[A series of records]

§

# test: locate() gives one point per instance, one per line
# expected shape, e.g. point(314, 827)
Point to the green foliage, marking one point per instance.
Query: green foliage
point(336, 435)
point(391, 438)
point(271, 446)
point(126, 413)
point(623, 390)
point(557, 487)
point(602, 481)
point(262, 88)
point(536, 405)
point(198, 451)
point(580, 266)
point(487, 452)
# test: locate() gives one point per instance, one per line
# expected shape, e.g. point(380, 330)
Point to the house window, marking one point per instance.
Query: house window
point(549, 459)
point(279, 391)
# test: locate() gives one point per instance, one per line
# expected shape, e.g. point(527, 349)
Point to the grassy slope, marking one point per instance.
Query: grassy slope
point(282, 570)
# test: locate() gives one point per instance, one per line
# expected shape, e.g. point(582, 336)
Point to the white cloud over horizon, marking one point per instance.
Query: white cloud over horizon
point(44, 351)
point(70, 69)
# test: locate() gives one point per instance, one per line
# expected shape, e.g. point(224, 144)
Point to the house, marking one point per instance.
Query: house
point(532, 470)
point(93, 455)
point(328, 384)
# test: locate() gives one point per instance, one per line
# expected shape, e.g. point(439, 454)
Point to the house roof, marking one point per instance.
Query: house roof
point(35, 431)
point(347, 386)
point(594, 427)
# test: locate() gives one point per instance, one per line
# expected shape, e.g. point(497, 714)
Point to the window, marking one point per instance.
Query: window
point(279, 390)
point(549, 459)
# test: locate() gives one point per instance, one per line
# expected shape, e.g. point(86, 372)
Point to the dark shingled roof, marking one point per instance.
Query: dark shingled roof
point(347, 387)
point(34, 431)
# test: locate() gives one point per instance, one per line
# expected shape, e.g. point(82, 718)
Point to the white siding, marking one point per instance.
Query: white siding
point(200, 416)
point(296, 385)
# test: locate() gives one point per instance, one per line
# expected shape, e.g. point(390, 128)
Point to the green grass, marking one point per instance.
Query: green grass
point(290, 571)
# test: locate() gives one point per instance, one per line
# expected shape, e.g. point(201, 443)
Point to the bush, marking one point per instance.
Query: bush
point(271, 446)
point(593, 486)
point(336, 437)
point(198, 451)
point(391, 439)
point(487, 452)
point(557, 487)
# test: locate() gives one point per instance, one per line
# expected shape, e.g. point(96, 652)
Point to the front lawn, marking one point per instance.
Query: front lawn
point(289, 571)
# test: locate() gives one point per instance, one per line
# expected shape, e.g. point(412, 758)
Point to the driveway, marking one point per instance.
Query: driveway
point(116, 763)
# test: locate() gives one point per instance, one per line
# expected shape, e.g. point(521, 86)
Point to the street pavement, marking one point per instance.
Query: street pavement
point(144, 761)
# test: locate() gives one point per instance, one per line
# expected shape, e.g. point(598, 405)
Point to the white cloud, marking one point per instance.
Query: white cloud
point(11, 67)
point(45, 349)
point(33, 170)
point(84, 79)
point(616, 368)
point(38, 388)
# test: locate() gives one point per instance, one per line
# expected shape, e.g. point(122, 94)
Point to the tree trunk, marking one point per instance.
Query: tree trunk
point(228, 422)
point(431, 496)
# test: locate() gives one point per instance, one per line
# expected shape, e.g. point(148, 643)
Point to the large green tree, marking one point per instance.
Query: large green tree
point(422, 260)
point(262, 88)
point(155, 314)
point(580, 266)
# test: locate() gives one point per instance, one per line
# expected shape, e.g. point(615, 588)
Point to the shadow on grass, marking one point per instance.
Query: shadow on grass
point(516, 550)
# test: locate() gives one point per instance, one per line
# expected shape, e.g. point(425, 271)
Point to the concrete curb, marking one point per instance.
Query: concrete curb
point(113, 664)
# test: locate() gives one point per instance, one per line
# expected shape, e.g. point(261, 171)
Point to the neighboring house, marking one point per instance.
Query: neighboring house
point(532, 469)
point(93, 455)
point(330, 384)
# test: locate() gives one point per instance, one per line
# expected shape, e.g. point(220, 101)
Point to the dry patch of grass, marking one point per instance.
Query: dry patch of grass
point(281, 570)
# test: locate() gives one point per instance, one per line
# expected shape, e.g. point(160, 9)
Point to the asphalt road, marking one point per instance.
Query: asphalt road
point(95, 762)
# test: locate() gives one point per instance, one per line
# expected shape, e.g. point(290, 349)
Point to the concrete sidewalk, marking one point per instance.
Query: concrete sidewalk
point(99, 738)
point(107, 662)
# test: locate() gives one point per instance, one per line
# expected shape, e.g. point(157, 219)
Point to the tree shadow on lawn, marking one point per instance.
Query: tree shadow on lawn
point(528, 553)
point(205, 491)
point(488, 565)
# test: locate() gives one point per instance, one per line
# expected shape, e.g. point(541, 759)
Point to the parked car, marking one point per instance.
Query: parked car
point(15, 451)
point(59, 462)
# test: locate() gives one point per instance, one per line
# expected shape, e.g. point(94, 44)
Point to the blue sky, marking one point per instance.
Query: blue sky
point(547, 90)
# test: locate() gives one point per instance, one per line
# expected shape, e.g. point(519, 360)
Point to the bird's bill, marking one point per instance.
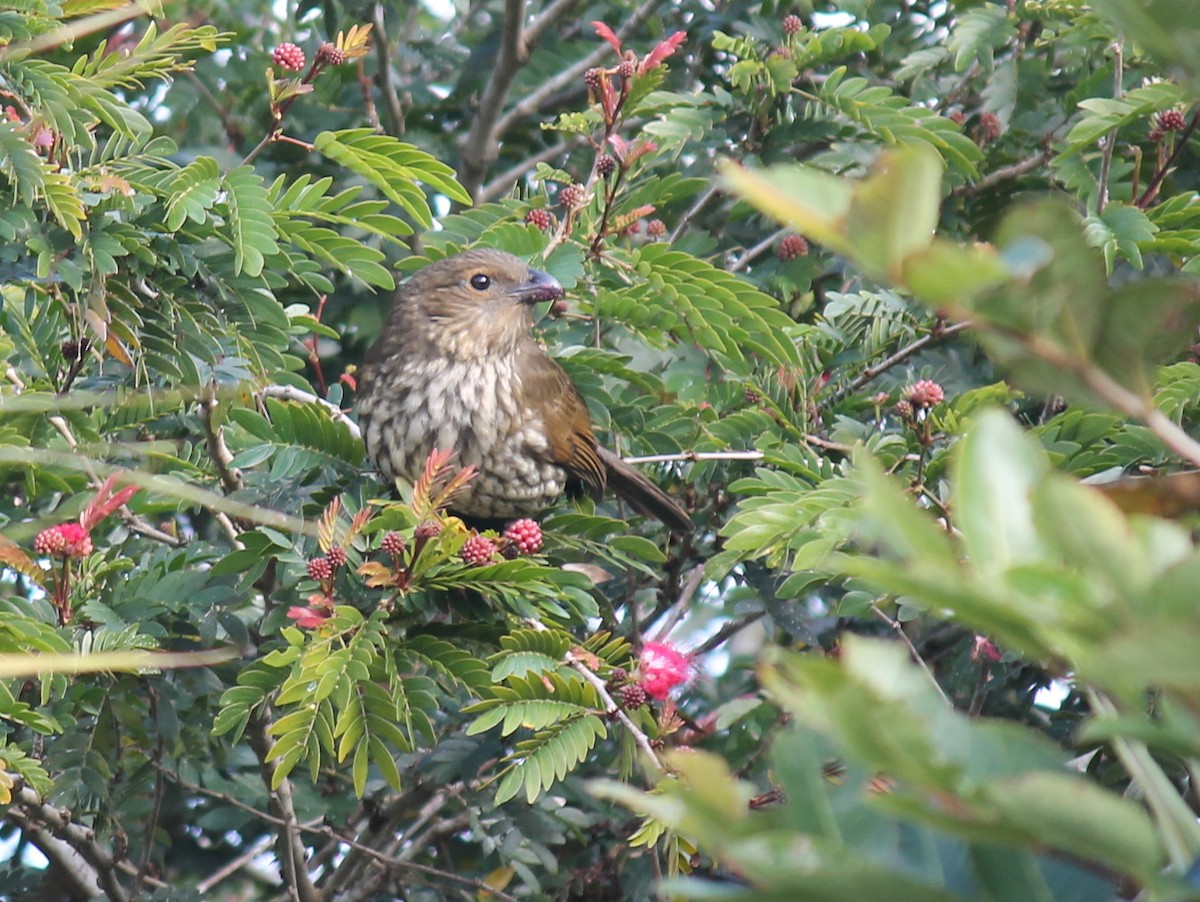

§

→ GIVEN TASK: Can you give every line of the items above as a JSON list of strings, one string per line, with blank lines and pictures left out?

→ CORRECT RESULT:
[
  "# test: locate() gives one point per instance, one per line",
  "# expected shape, e.g. point(314, 827)",
  "Point to the green foliage, marking one point per instance.",
  "Query: green foliage",
  "point(336, 435)",
  "point(391, 438)",
  "point(271, 446)",
  "point(126, 413)",
  "point(623, 390)",
  "point(557, 487)",
  "point(602, 481)",
  "point(262, 88)",
  "point(536, 405)",
  "point(198, 451)",
  "point(580, 266)",
  "point(487, 452)",
  "# test: locate() gives one point per instance, one per line",
  "# expected shape, e.g. point(380, 330)",
  "Point to the house window, marking one point per instance.",
  "Query: house window",
  "point(549, 459)",
  "point(279, 391)",
  "# test: locate() gives one point per instance, one per line",
  "# expected shape, e.g. point(527, 349)",
  "Point to the grassy slope, marking one point per instance.",
  "Query: grassy slope",
  "point(282, 570)",
  "# test: locate() gives one point per instance, one per line",
  "# expected shape, e.g. point(582, 336)",
  "Point to the white cloud over horizon, marking one point per instance.",
  "Query: white cloud over horizon",
  "point(44, 351)",
  "point(70, 69)",
  "# test: locate() gives one point per instance, one per line",
  "# expected shape, e.g. point(224, 144)",
  "Point to the house, marking one point per instance.",
  "Query: house",
  "point(532, 470)",
  "point(93, 455)",
  "point(328, 384)",
  "# test: locate() gives one point per instance, one per line",
  "# expected shape, e.g. point(439, 454)",
  "Point to the house roof, marking one point per instance.",
  "Query: house roof",
  "point(35, 431)",
  "point(347, 386)",
  "point(594, 427)",
  "# test: locate() gives one point per instance, one per line",
  "# expected shape, e.g. point(497, 714)",
  "Point to the window, marking one point per instance.",
  "Query: window",
  "point(279, 390)",
  "point(549, 459)",
  "# test: locate() gives one point per instance, one per line",
  "# expected shape, e.g. point(86, 372)",
  "Point to the dark shingled roof, marking one point per instance.",
  "Query: dark shingled roof",
  "point(347, 387)",
  "point(34, 431)",
  "# test: locate() gives one point per instance, one per line",
  "# expected shape, e.g. point(82, 718)",
  "Point to the white siding, marking one point per instance.",
  "Query: white siding",
  "point(200, 416)",
  "point(296, 385)",
  "# test: locate() gives one point per instance, one per line",
  "# expected shape, e.g. point(390, 128)",
  "Point to the green grass, marking one point per instance.",
  "Query: green grass",
  "point(290, 571)",
  "# test: locate() gives one point per instance, one per line",
  "# expected shape, e.g. point(201, 443)",
  "Point to the bush, marking one point per instance.",
  "Query: bush",
  "point(271, 446)",
  "point(593, 486)",
  "point(336, 437)",
  "point(198, 451)",
  "point(391, 439)",
  "point(487, 452)",
  "point(557, 487)",
  "# test: locate() gives one point per instance, one per line",
  "# expected shape, e.g. point(96, 652)",
  "Point to the front lawn, marking one point per instance.",
  "Query: front lawn",
  "point(289, 571)",
  "# test: locate() gives one point per instance, one per line",
  "# expected shape, e.g. point(412, 758)",
  "Point to the driveway, marking one point per instance.",
  "Query: driveway",
  "point(116, 763)",
  "# test: locate() gives one point per instance, one per line",
  "# expected shape, e.g. point(521, 86)",
  "Point to the street pavement, marking one point per instance.",
  "Query: street pavement",
  "point(144, 761)",
  "# test: locate() gives one point per instance, one per line",
  "# expected shape, e.g. point(598, 405)",
  "Point to the white cloud, marking one point per instance.",
  "Query: white cloud",
  "point(11, 67)",
  "point(45, 349)",
  "point(33, 170)",
  "point(84, 79)",
  "point(616, 368)",
  "point(38, 388)",
  "# test: locate() gives one point per instance, one per line",
  "# expected shape, e.g. point(122, 94)",
  "Point to the tree trunk, marking one point per instance.",
  "Query: tree trunk",
  "point(228, 422)",
  "point(431, 496)",
  "# test: locate() gives one point per instance, one per line",
  "# expected shape, e.g. point(148, 643)",
  "Point to the large green tree, marking one point per instance.",
  "Query: large green tree",
  "point(422, 260)",
  "point(262, 88)",
  "point(155, 314)",
  "point(580, 266)",
  "# test: locate() gives one point per instance, one per line",
  "# expected shape, e.g. point(615, 588)",
  "Point to the shadow on grass, marking one point per instance.",
  "Query: shadow on grass",
  "point(516, 550)",
  "# test: locate() gives one point per instance, one per line",
  "# expected shape, e.g. point(425, 271)",
  "Point to the concrete curb, marking one point per instance.",
  "Query: concrete curb",
  "point(113, 664)",
  "# test: locate() gives one point per instance, one per line",
  "# expected shape, e.g. point(261, 171)",
  "Point to the neighboring house, marking one point per instance.",
  "Query: neighboring house",
  "point(532, 469)",
  "point(93, 455)",
  "point(330, 384)",
  "# test: locate() gives one point per instance, one per line",
  "# expected shape, e.g. point(220, 101)",
  "Point to the dry patch of grass, marking one point per instance.",
  "Query: dry patch of grass",
  "point(281, 570)",
  "# test: locate() gives one point per instance, one per line",
  "# expected shape, e.g. point(160, 9)",
  "Point to the asphalt road, marking one point per instance.",
  "Query: asphalt road",
  "point(95, 762)",
  "# test: locate() gives one point per instance, one per line",
  "# expected shape, e.g. point(290, 349)",
  "Point to the concrete sidewalk, marking one point per instance.",
  "Query: concrete sidewalk",
  "point(99, 738)",
  "point(107, 662)",
  "# test: locate() gives one point per instance, one per line",
  "# expected shape, e.g. point(157, 219)",
  "Point to the tree shadow on lawn, marking one point per instance.",
  "Query: tree shadow on lawn",
  "point(528, 553)",
  "point(205, 491)",
  "point(488, 565)",
  "# test: locate() gives one point per instance, one per line",
  "# expected shape, e.g. point(541, 759)",
  "Point to the parked car, marking one point per instance.",
  "Query: parked car",
  "point(15, 451)",
  "point(59, 462)",
  "# test: locate() gives one point per instance, one per line",
  "# expected shape, e.g. point(94, 44)",
  "Point to the blue sky, marking one point per instance.",
  "Query: blue sky",
  "point(547, 90)",
  "# test: locate() gives one point per instance, one per line",
  "# expected shape, e.g. point(519, 360)",
  "Point to the bird's bill, marking one point per instance."
]